- [Textausschnitt]:

Waren die reichsten St.Galler im 16. Jahrhundert Sklavenhändler? Solchen und vielen weiteren Fragen geht das St.Galler Stadtarchiv im postkolonialen Themenmonat nach.  

Die Marie-Séraphique, eingesetzt im transatlantischen Sklavenhandel im 18. Jahrhundert, fährt im Herbst 2023 über den Bodensee. (Bild: pd, Fotografie Sarah Montani, Bildmontage Andreas Butz und Daniela Saravo)

Distinguiertere Vertreter:innen praktizierter Geschichtswissenschaften mögen die Nase rümpfen ob des «Modethemas», dem sich das Stadtarchiv der Ortsbürgergemeinde St.Gallen aktuell verschrieben hat. Dabei sprechen viele Gründe dafür, sich mit der bislang weitgehend unerforschten frühkolonialen Vergangenheit der Bodenseeregion auseinanderzusetzen.

- [Aufgaben]:
a: Entscheiden Sie mit Ja oder Nein, ob die folgenden Aussagen mit dem Textausschnitt über das St.Galler Stadtarchiv übereinstimmen, und belegen Sie jede Entscheidung mit dem ausschlaggebenden Wortlaut des Textes als wörtlichem Zitat. (i) Die Marie-Séraphique wurde im 18. Jahrhundert im transatlantischen Sklavenhandel eingesetzt. (ii) Die frühkoloniale Vergangenheit der Bodenseeregion gilt als gründlich erforscht. (iii) Das Stadtarchiv gehört zur Ortsbürgergemeinde St.Gallen.
b: Setzen Sie den Textausschnitt über das St.Galler Stadtarchiv und seinen postkolonialen Themenmonat im Anschluss an dessen letzten Satz fort.
Die nachstehende Auflistung hat mit dem Textausschnitt inhaltlich nichts zu tun.

- [Bereitgestelltes Material]:
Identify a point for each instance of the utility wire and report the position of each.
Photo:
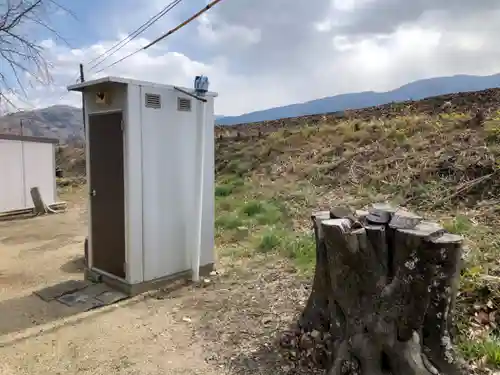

- [Lösungen]:
a:
(i) Ja: «eingesetzt im transatlantischen Sklavenhandel im 18. Jahrhundert»
(ii) Nein: «bislang weitgehend unerforschten frühkolonialen Vergangenheit der Bodenseeregion»
(iii) Ja: «das Stadtarchiv der Ortsbürgergemeinde St.Gallen»

b:
Nicole Stadelmann und Rezia Krauer vom Stadtarchiv haben in ihren Archivbeständen – für sie selber überraschend – diverse Belege für die bereits im 16. Jahrhundert weitverzweigten Verflechtungen von St.Galler Kaufleuten in den weltweiten Kolonial- und Sklavenhandel entdeckt. Nun organisieren sie dazu einen Themenmonat (eigentlich zwei Monate: April und Mai) mit einem bunten Strauss an Veranstaltungen.

Ausgangspunkt dafür war die Ausstellung «Stoff. Blut. Gold.» über die Beteiligung von Konstanzer Kaufleuten am transatlantischen Sklaven- und Kolonialhandel des 16. Jahrhunderts, die 2021 im Richental-Saal in Konstanz gezeigt wurde. Die ursprüngliche Idee war, diese Ausstellung nach St.Gallen zu holen und sie um ein St.Galler Kapitel zu erweitern.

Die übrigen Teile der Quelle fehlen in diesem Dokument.